TEXTE RETENU:
Trafic des enfants : Bamenda, plaque tournante

Trafic des enfants

Bamenda, plaque tournante du trafic

Les multiples enfants qui travaillent comme domestiques dans des foyers en métropole sont pour la plupart des victimes du trafic d’enfants. Face au phénomène, l’Etat semble dépassé.

Les méthodes de recrutements
Jusqu’à un passé récent, la ville de Bamenda, capitale de la province du Nord-Ouest, était truffée de trafiquants d’enfants. Sur des plaques signalétiques, un peu partout, on pouvait lire « Recherche d’enfants sollicitant travailler comme domestique…». Le phénomène a pris de l’ampleur, au point qu’une chaîne de télévision locale passait des messages du genre : « Tous les enfants qui voudraient travailler comme domestique à Douala, Yaoundé, Bafoussam, etc. peuvent nous contacter pour un transfert », fait observer Joseph Ayeah Chongsi, directeur exécutif de Center for human rigths and peace advocacy (Chrapa), une organisation non gouvernementale de défense des droits de l’Homme, basée à Bamenda.

DONNÉES DISPONIBLES:
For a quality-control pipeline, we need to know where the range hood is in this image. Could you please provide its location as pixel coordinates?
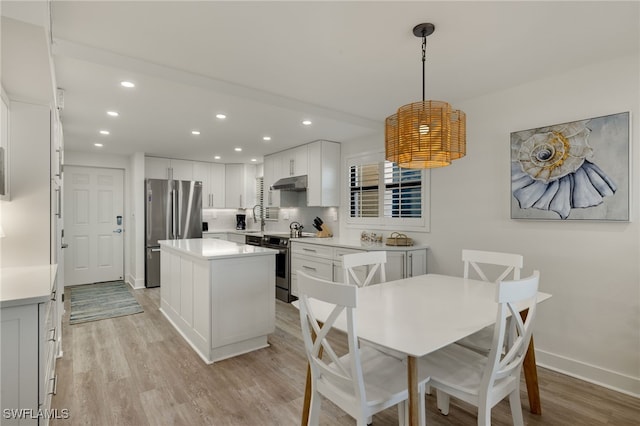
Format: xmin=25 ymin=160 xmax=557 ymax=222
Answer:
xmin=271 ymin=175 xmax=307 ymax=191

CONSIGNES:
a: Répondez aux questions suivantes d'après l'article sur le trafic d'enfants à Bamenda :
(i) Comment l'État semble-t-il face au phénomène ?
(ii) De quelle province Bamenda est-elle la capitale ?
(iii) Quelle fonction Joseph Ayeah Chongsi occupe-t-il ?
b: Recopiez le passage de l'article sur le trafic d'enfants à Bamenda qui commence par « Les multiples enfants » et se poursuit jusqu'à « l’Etat semble dépassé. ».

RÉPONSES:
a:
(i) Il semble dépassé.
(ii) La province du Nord-Ouest.
(iii) Il est directeur exécutif de Center for human rigths and peace advocacy (Chrapa), une organisation non gouvernementale de défense des droits de l'Homme basée à Bamenda.

b:
Les multiples enfants qui travaillent comme domestiques dans des foyers en métropole sont pour la plupart des victimes du trafic d’enfants. Face au phénomène, l’Etat semble dépassé.